OBJECTIVE =
Copy out the listing starting at the line that has "Highlight white baseball" and ending with the line that has "[593, 32, 608, 64]", with "crenellation" swapped for "battlement" and nothing else altered.

RECORDS FOR THE EXERCISE start

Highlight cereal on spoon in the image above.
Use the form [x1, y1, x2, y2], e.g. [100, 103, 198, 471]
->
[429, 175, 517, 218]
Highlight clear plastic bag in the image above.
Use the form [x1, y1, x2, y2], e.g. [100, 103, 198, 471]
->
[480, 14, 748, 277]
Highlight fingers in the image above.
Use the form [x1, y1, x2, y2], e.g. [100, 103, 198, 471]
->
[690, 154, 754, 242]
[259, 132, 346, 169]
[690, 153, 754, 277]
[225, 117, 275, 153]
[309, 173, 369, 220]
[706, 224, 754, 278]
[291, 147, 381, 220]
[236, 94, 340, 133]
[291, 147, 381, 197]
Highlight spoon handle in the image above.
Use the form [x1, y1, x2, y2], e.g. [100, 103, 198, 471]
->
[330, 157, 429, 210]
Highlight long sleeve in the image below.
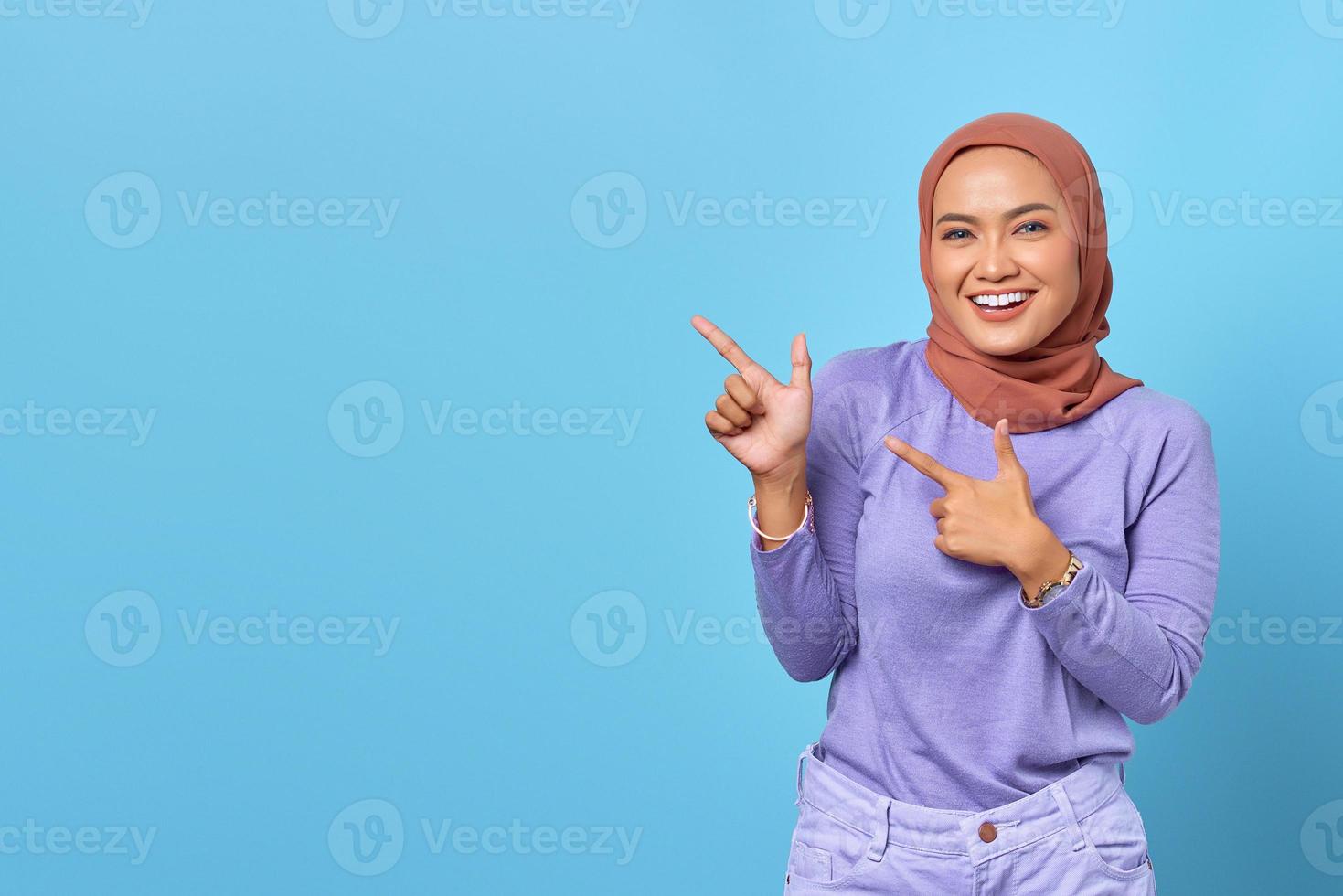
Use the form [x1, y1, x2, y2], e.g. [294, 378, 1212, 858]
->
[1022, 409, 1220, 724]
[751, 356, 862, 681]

RECORDS FOR THE EXERCISE end
RECORDS FOR THE EXERCISE start

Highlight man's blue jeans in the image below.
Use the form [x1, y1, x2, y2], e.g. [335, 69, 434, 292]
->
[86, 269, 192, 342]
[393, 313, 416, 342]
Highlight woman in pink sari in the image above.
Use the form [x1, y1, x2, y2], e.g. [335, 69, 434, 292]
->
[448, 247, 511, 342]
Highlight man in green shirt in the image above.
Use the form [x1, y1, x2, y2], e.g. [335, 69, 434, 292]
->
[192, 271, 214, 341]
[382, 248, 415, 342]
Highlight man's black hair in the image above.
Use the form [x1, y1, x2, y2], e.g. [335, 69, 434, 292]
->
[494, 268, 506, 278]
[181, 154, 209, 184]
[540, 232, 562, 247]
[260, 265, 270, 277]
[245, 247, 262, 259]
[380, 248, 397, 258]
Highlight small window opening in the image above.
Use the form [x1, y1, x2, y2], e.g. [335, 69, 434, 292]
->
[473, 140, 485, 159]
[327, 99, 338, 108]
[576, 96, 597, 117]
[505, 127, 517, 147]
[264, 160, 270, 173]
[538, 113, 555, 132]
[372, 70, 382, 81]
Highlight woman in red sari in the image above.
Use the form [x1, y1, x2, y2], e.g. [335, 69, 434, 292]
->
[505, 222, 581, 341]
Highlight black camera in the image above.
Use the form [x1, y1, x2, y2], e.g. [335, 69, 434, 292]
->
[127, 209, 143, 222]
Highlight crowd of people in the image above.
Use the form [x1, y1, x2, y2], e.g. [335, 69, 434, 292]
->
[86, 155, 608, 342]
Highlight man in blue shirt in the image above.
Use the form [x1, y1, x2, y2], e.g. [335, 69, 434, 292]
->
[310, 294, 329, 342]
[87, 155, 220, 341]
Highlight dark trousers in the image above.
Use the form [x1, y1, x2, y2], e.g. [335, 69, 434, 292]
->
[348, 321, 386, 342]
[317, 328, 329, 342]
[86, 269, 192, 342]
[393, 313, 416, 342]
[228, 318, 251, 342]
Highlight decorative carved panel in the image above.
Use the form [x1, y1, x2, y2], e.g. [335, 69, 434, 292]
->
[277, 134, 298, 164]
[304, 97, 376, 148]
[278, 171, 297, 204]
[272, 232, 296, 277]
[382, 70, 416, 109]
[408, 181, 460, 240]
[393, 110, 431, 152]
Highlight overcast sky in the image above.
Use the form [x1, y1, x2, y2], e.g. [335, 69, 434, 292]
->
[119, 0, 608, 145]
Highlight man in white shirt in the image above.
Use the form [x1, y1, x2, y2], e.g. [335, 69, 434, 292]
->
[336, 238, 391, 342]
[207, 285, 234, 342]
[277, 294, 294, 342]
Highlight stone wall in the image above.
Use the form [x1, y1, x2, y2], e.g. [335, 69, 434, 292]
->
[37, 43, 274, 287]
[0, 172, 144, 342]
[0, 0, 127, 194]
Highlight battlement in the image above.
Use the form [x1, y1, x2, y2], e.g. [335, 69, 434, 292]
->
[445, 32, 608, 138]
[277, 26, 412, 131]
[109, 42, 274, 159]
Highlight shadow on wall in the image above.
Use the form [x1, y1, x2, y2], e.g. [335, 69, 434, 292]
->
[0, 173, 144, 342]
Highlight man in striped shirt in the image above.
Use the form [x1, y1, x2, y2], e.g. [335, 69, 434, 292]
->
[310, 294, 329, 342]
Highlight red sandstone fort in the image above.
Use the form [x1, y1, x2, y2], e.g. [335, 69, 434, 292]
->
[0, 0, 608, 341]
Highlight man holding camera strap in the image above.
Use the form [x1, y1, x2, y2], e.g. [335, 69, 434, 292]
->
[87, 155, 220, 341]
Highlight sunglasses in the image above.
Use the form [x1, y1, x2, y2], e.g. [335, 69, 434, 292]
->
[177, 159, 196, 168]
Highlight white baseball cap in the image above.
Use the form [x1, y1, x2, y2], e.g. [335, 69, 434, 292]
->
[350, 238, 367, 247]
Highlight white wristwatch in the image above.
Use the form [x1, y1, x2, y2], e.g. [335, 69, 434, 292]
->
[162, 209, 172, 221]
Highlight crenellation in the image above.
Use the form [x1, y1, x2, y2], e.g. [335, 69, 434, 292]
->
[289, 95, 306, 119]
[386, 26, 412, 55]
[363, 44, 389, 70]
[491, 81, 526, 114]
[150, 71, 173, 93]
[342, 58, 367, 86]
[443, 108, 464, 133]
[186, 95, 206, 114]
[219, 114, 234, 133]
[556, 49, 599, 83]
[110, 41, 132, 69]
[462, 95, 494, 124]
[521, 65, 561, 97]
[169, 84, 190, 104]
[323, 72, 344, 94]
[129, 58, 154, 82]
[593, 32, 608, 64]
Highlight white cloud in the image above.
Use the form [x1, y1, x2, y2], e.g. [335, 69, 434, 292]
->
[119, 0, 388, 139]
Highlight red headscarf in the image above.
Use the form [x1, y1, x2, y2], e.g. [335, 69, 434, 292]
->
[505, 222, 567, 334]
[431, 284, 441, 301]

RECORDS FOR THE EXERCISE end

ANSWER TO THE PROBLEM =
Highlight white baseball cap in the image above.
Use the form [x1, y1, x2, y2], e.g. [335, 69, 434, 292]
->
[350, 238, 367, 247]
Highlight white wristwatch in the image above.
Use the form [x1, y1, x2, y2], e.g. [335, 69, 434, 292]
->
[162, 209, 172, 221]
Highlight battlement in the image above.
Use the form [x1, y1, x2, y2], e.g. [335, 69, 434, 292]
->
[289, 95, 306, 119]
[386, 26, 412, 55]
[363, 44, 389, 70]
[491, 81, 526, 114]
[150, 71, 173, 93]
[342, 58, 367, 86]
[443, 108, 464, 133]
[186, 95, 206, 114]
[219, 114, 234, 133]
[556, 49, 599, 83]
[110, 41, 132, 69]
[462, 95, 494, 124]
[521, 65, 561, 97]
[169, 84, 190, 104]
[323, 72, 344, 94]
[129, 58, 154, 82]
[593, 32, 608, 64]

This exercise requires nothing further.